TEXT EXCERPT >>
────────────────────────────────────────
To book your train tickets, I would recommend you register online before you go with IRCTC – avoid booking your train travel through an Indian travel agent; they will usually rip you off - or if you haven't managed to register online with IRCTC the majority of Indian run hostels are more than happy to book your train for you and for you to give them the money.
Trains tend to sell out really fast, I was there in June - August which is typically off-season but even then trains would book up quickly so I would recommend booking in advance where possible. If you haven't been able to book online then you will need to head to the reservation office, which is usually found in the train station itself, or in a separate building just outside. Trying to find the reservation office is where you will most likely begin your difficulties. Often many people claim to be taking you to the reservation office but in-fact are leading you to their travel agency. Once you find the office all you need to do push through the crowd, grab yourself a reservation form, fill it out with the details of the train you want and hand over those rupees. You'll need a copy of your passport too (although it was actually only in Delhi they demanded a physical copy everywhere else was more than happy to accept a photocopy).
HANDY TIP to note: If you are told your train is fully booked, there is an emergency quota released 72 hours before departure at a slightly higher price known as Taktal.
BUSES IN INDIA
Buses can be the best and most efficient way to travel when there aren't any train lines between places. There are air-con buses set up for tourists but these tend to be pretty expensive for a cheap backpackers budget, alternatively, there are also non-aircon buses for a slightly cheaper price.
HANDY TIP to note: If you are travelling by yourself make sure you are booking a single bed since the buses are single beds on one side and double on the other, there's a chance you could be sleeping next to a stranger for the next 12 hours.
Alternatively, there is an option for local buses. They are cramped, hot, and very bumpy but can honestly make the best of stories and hey if you're on a really tight budget you can get a 6-hour ride across the country for no more than a £1.
KERALA (3 Nights)
We flew into Kochi international airport and after the usual panic that our backpacks didn't make it, hopped into a taxi and made our way to our first hostel in Fort Cochin (surprisingly there is no Fort just to save you the embarrassment of asking someone where the fort is).
Fort Cochin is a wonderful place just to walk around with huge old Chinese Fishing nets and stalls and markets down by the pier. All throughout Kochi are old colonial buildings from when the Dutch had hold of it and there is the Jewish quarter, which is extremely interesting to walk around and explore. There are lots of narrow lanes where the spice trading used to take place and great street art, even the trucks are colourfully painted.
The Famous Houseboats:
We had heard the houseboats along the backwaters of Kerala were a must-do. These waters used to be the roads for the city and are chains of lagoons and rivers that run all the way down to Alappuzha (Alleppey). If there is a group of you, you can hire a houseboat for a few days, however, since we only had a few days down here we just booked a day tour through our hostel for a small cost. I would definitely recommend at least doing a day tour here, it was amazing to see local village life and have freshly cooked traditional Kerala cuisine.
────────────────────────────────────────
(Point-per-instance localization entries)
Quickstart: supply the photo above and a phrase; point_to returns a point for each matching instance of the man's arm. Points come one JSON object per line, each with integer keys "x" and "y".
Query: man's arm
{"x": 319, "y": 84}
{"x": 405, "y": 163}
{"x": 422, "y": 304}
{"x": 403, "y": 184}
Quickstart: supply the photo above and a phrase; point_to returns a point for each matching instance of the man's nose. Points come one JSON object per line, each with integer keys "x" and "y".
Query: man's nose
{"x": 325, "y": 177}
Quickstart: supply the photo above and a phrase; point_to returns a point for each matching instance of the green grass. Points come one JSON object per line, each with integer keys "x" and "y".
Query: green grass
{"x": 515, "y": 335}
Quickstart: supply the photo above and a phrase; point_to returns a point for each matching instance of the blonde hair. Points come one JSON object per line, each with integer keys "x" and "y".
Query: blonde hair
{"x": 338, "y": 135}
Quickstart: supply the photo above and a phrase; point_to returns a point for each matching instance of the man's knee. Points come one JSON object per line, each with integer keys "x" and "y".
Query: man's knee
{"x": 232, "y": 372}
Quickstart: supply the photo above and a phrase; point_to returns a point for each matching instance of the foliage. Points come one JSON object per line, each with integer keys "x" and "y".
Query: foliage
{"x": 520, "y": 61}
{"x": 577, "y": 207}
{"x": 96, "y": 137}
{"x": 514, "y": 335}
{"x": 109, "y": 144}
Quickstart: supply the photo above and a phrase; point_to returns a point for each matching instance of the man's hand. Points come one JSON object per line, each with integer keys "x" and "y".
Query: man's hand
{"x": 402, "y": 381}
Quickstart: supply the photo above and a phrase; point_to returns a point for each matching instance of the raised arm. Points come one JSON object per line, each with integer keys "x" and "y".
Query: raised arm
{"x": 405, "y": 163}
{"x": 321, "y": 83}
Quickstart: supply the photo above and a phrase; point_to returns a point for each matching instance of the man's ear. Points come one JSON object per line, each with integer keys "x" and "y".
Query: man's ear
────────────────────────────────────────
SET OF TASKS >>
(1) Turn the paragraph of the India travel excerpt that begins "Fort Cochin is a wonderful place" into a short bulleted list that keeps its main facts.
(2) Carry on with the India travel excerpt, starting after its last sentence.

ANSWER LIST >>
(1)
- Fort Cochin is a wonderful place to walk around.
- Huge old Chinese fishing nets, stalls and markets line the area by the pier.
- Old colonial buildings from the time of Dutch control stand throughout Kochi.
- The Jewish quarter is extremely interesting to explore.
- Narrow lanes where spice trading once took place run through the area.
- There is great street art, and even the trucks are colorfully painted.

(2)
Where To Stay: Maritime Hostel in a great central location, offers days tours and dorms cost as little as £5 a night.
Mysuru (Mysore) (2 Nights)
To get to Mysore from Kochi we had to get our first overnight bus, we booked this through the hostel, which we later found out we overpaid for. The get to where we thought the bus was leaving from we had to take a ferry across the river and a tuk-tuk to the bus station. Since my sister and I have travelled a lot before we are pretty used to things going very wrong particularly when something seems like it should be simple. After arriving at the bus station we were told we were in completely the wrong place and no-one seemed to want to help us or care. We finally meet a very nice tuk-tuk driver who happened to know exactly the shop this bus company ran from was and he took us straight there.
There was no direct bus to Mysore, so we had to get a bus to Banglore first. When we got on we found out we had booked one double bed and one half of another double bed meaning I was meant to be sharing a bed with a man I had never meet. I am all for trying to get stuck in and experiencing the culture the best I can, however, if I am honest I felt very uncomfortable thinking that the next 10-12 hours I would be sleeping right next to someone I did not know. Thankfully my sister and her boyfriend let me bunk up with them and all 3 of us squeezed into the top bed, which many locals found very funny. I am very used to overnight buses and slept like a baby. Once we arrived in Banglore we got our first taste of busy Indian cities and took our first Indian local bus to Mysore.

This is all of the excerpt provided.